=== Compito da svolgere ===
Trascrivi, per favore, il tratto dell'estratto sulla profezia e sulla guerra che va da "5. Quando la" fino a "Con la guerra.".

5. Quando la realtà dovesse incaricarsi di smentire quanto la scrittura rivelata assicura debba prima o poi manifestarsi, gli iniziati entrano in un pericolosissimo stato di agitazione e di furia e tentano di abbattere con la forza quanto a loro sembra ostacolare il manifestarsi di un disegno divino, o meglio individuano come ostacolo l’elemento contiguo, così che ogni conflitto diventa l’occasione per uno scontro finale, apocalittico, è il caso di dire. Essendo certi che dell’alea viene a capo la profezia. La quale viene a capo anche di qualsiasi forma di patto tra uguali, anzi lo esclude. In alcune tradizioni è escluso addirittura un patto con la natura, nemmeno avvertita come matrigna ma come mero strumento, oggetto passivo di incursioni e devastazioni. Il preteso patto esclusivo con dio accomuna gli altri e la natura, e può essere fatto loro di tutto. Con la guerra.
Una simile ridicola circostanza diventa drammatica allorché la politica perde il suo primato sulla guerra, quando la guerra non punta più a raggiungere le condizioni per uno stato durevole di pace, ma si autonomizza dalla politica, e si eternizza come stato permanente di conflitto. Quando, soprattutto, il nemico diventa generico e fungibile, chiamato a rappresentare, ogni volta, il male.
Coloro che sono posseduti da una simile cieca unilateralità, per giustificarsi e impedire possibili mediazioni, gettano totale discredito sul nemico, non riconoscendogli ragioni, a cominciare da quella di esistere, e alcuna dignità, usando sistematicamente la menzogna. Ed è nemico chiunque non consenta.

[Record contenuti in un dataset]

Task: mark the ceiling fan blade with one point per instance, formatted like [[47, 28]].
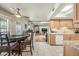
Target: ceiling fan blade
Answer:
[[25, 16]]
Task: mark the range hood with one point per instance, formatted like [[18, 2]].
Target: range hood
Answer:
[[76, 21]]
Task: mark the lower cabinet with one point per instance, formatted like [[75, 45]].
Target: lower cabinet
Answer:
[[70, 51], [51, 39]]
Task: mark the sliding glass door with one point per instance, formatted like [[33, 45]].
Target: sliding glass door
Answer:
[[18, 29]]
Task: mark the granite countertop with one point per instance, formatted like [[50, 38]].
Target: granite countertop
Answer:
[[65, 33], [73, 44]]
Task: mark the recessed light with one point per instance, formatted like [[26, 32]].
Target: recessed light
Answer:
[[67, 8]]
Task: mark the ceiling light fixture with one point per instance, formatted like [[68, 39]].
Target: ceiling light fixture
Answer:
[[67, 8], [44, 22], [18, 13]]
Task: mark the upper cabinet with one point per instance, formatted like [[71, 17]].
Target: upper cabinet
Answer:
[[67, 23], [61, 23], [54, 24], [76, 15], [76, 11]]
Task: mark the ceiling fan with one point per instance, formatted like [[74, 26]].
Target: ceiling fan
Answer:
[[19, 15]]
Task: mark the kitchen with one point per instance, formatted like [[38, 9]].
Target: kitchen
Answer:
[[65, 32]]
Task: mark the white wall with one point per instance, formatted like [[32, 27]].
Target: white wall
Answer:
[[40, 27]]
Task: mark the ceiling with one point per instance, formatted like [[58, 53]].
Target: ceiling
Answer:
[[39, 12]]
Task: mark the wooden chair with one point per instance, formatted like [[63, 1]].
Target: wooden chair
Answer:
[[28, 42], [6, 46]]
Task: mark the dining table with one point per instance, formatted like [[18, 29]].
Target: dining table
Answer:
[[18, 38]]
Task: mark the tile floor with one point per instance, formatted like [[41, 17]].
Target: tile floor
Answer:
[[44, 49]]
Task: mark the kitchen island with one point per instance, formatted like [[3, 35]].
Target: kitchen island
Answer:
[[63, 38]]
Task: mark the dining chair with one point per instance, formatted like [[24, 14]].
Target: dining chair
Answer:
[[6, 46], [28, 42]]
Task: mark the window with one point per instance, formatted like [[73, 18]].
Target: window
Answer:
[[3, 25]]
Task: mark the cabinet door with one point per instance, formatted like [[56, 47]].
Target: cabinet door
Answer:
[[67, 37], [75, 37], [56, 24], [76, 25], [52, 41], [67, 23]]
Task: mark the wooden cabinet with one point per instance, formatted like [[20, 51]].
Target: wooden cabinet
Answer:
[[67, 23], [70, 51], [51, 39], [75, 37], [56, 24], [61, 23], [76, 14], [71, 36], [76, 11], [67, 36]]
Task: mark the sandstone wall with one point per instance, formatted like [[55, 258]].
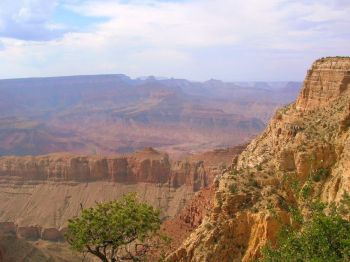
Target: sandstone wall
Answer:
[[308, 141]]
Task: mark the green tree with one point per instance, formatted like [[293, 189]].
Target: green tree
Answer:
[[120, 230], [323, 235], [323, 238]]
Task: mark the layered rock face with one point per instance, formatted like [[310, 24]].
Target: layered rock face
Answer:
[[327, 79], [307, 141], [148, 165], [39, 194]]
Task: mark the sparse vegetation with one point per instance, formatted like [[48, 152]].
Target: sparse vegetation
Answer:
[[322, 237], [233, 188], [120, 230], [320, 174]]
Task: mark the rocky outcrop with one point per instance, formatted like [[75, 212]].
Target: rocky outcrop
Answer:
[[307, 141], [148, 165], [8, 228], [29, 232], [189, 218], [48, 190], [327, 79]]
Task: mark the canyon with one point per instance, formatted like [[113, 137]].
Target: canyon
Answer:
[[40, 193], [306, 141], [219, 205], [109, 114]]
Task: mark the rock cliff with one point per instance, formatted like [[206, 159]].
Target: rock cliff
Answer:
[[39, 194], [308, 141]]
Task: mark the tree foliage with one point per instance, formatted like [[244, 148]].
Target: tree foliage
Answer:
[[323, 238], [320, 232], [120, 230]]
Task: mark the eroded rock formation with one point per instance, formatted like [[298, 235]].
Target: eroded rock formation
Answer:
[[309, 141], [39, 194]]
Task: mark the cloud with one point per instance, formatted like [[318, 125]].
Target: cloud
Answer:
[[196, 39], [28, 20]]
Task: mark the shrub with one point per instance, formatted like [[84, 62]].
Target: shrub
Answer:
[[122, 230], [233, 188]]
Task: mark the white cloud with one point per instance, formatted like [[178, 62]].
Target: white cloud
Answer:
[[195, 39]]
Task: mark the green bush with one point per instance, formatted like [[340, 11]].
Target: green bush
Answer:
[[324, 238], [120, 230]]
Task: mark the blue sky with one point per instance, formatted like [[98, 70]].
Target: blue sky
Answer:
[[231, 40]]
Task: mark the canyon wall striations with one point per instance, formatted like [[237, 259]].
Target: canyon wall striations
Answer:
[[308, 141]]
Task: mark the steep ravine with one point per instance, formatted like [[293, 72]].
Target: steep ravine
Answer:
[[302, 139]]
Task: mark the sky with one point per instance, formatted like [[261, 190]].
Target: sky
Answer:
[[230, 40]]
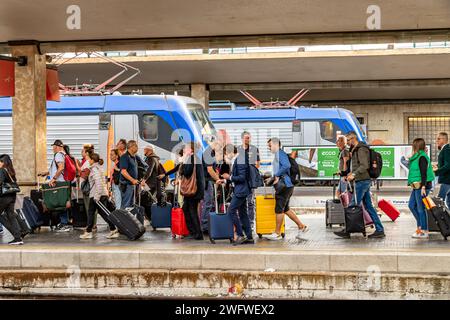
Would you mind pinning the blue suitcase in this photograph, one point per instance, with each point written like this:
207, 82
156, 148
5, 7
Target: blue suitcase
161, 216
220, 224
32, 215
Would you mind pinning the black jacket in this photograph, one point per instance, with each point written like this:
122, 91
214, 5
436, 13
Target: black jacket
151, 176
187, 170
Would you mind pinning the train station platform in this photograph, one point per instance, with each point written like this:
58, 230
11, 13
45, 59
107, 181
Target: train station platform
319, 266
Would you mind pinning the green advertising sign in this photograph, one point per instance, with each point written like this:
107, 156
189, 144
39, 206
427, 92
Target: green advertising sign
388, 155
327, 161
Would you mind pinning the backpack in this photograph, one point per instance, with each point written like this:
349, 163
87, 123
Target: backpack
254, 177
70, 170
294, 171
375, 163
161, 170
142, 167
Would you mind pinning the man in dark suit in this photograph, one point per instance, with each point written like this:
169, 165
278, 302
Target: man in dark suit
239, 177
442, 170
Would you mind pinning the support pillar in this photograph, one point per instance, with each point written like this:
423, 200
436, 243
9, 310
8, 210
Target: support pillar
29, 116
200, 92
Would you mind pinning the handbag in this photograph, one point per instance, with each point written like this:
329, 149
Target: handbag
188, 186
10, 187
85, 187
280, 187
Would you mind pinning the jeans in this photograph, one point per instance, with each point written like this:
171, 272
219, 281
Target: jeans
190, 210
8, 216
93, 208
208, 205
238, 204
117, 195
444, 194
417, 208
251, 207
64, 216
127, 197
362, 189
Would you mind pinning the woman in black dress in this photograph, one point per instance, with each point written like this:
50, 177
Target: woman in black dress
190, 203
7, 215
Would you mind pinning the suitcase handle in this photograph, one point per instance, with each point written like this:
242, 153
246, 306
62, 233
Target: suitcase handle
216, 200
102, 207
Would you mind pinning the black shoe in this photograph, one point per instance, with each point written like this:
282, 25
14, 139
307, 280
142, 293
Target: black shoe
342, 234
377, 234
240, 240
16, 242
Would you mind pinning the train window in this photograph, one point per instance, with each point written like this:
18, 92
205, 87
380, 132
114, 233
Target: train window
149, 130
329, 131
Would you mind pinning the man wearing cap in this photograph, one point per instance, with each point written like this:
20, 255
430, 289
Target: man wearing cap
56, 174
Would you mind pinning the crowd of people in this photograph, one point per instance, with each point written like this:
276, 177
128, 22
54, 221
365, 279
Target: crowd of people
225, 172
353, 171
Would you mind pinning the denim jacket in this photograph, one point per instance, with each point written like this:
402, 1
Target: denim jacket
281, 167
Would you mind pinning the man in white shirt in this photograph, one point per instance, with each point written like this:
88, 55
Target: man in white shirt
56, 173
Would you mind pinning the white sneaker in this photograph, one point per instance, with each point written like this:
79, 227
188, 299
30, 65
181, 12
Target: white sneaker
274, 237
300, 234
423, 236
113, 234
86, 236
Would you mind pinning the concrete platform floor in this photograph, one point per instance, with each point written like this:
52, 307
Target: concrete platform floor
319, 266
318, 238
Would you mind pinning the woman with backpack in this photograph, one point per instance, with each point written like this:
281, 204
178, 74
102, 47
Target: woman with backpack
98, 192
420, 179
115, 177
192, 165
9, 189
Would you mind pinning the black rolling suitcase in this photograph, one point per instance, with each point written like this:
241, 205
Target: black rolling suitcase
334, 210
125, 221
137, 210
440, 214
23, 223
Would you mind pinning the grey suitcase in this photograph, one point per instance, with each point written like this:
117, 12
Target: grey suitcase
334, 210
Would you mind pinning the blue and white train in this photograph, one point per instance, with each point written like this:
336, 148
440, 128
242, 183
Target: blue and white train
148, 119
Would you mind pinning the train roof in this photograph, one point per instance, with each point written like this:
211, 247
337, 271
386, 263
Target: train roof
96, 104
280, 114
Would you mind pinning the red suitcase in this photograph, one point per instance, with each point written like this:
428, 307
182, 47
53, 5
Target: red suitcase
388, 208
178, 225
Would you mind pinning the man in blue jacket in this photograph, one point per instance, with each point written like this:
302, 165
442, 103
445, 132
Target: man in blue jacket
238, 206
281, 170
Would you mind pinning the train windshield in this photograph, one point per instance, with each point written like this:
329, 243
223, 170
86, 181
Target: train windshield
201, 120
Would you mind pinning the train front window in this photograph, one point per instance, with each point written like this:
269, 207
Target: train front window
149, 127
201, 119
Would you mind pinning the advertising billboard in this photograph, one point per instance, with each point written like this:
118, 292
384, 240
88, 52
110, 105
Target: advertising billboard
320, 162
---
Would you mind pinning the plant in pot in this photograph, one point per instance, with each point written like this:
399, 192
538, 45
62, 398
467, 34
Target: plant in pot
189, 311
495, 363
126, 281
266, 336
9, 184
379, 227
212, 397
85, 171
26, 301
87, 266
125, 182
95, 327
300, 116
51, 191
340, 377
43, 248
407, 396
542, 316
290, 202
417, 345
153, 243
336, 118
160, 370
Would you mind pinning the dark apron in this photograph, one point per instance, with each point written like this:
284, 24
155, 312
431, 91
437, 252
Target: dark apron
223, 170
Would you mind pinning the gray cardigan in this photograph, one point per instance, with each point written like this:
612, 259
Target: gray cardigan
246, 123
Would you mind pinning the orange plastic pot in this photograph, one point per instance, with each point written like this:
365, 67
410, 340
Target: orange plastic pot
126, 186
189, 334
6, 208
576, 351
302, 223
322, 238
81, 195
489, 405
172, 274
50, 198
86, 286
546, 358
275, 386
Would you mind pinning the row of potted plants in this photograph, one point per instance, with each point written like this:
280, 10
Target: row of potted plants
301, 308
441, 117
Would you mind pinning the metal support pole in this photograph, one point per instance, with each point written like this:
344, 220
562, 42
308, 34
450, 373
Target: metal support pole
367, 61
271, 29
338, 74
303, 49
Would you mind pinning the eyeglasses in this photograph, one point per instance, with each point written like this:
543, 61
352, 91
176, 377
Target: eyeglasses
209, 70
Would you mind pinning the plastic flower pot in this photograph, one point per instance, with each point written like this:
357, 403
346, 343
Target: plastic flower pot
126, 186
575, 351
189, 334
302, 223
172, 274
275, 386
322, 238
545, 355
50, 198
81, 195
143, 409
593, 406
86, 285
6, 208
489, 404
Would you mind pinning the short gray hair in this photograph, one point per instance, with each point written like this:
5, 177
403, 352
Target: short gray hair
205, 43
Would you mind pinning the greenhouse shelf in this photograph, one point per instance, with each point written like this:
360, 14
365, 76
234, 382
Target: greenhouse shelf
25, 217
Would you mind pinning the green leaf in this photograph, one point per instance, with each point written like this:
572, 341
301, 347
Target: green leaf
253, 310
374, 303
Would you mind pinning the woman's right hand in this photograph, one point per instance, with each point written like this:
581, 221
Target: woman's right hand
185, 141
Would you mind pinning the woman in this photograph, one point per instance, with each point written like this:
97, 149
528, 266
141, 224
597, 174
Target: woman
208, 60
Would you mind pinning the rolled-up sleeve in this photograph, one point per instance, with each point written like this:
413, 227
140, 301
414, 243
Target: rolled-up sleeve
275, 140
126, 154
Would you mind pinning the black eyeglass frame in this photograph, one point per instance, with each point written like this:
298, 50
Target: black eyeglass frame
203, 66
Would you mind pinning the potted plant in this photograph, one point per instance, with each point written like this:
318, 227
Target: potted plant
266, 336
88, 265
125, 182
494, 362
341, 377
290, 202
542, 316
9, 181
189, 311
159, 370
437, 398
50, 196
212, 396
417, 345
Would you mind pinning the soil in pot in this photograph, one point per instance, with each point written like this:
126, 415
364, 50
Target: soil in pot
...
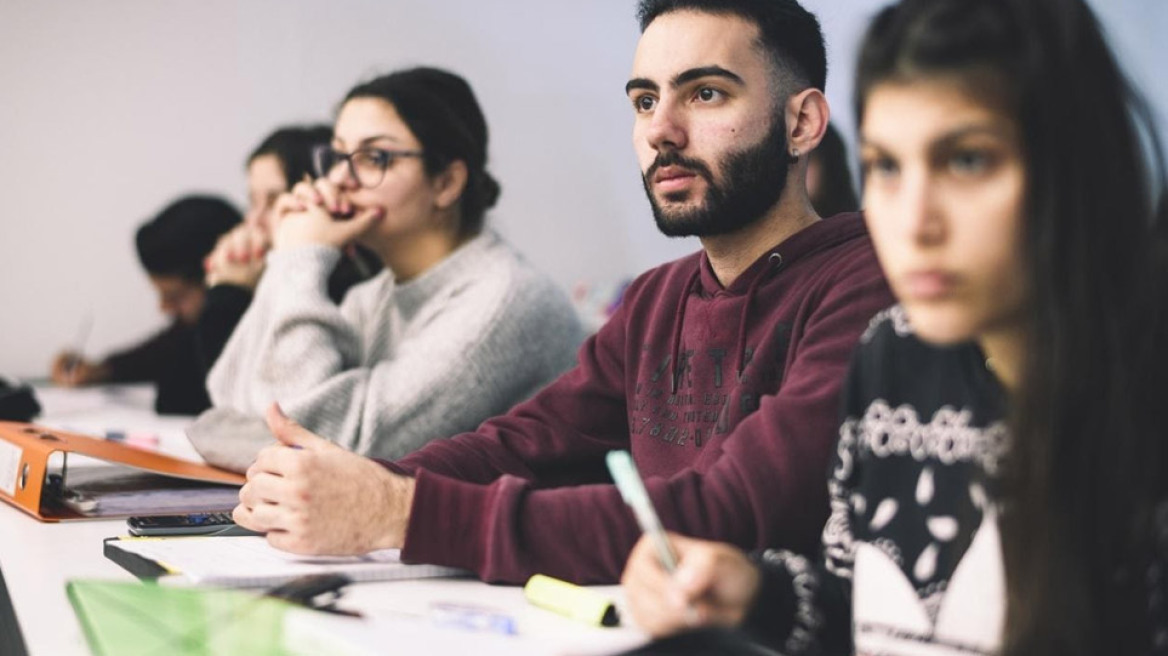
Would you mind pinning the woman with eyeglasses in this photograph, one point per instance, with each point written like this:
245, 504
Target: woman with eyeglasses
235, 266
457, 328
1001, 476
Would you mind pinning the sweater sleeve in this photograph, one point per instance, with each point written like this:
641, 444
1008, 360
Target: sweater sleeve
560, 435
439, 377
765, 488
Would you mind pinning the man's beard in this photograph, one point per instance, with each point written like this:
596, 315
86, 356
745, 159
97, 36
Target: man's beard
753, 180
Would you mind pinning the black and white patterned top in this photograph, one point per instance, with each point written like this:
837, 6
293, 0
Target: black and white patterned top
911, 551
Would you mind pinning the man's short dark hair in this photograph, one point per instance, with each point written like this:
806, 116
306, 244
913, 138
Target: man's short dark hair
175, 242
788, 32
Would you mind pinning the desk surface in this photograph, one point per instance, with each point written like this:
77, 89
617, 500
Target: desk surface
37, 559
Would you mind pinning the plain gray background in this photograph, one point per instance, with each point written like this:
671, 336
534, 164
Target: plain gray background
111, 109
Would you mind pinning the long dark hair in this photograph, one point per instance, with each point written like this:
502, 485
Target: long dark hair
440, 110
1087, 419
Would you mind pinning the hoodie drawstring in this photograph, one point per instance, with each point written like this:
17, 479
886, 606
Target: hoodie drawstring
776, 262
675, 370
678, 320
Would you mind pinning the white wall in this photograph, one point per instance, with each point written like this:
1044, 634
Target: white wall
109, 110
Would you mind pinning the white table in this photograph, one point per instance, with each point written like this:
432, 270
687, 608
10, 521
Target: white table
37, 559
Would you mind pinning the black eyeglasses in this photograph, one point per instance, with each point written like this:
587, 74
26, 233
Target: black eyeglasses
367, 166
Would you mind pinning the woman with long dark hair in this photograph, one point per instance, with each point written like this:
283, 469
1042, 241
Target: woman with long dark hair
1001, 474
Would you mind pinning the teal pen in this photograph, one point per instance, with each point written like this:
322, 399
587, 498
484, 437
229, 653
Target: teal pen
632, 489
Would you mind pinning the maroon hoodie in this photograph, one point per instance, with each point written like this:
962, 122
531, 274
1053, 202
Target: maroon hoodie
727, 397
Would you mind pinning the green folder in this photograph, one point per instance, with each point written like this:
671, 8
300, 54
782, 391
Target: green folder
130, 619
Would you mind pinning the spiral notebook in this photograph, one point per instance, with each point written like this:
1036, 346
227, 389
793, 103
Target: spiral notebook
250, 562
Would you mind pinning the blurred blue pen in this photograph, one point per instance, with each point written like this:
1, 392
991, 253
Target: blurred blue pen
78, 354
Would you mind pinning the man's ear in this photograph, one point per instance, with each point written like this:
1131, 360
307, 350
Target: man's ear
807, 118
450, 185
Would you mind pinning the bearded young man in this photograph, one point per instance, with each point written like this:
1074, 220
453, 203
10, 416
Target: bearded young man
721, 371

=== Risposta ===
5. Quando la realtà dovesse incaricarsi di smentire quanto la scrittura rivelata assicura debba prima o poi manifestarsi, gli iniziati entrano in un pericolosissimo stato di agitazione e di furia e tentano di abbattere con la forza quanto a loro sembra ostacolare il manifestarsi di un disegno divino, o meglio individuano come ostacolo l’elemento contiguo, così che ogni conflitto diventa l’occasione per uno scontro finale, apocalittico, è il caso di dire. Essendo certi che dell’alea viene a capo la profezia. La quale viene a capo anche di qualsiasi forma di patto tra uguali, anzi lo esclude. In alcune tradizioni è escluso addirittura un patto con la natura, nemmeno avvertita come matrigna ma come mero strumento, oggetto passivo di incursioni e devastazioni. Il preteso patto esclusivo con dio accomuna gli altri e la natura, e può essere fatto loro di tutto. Con la guerra.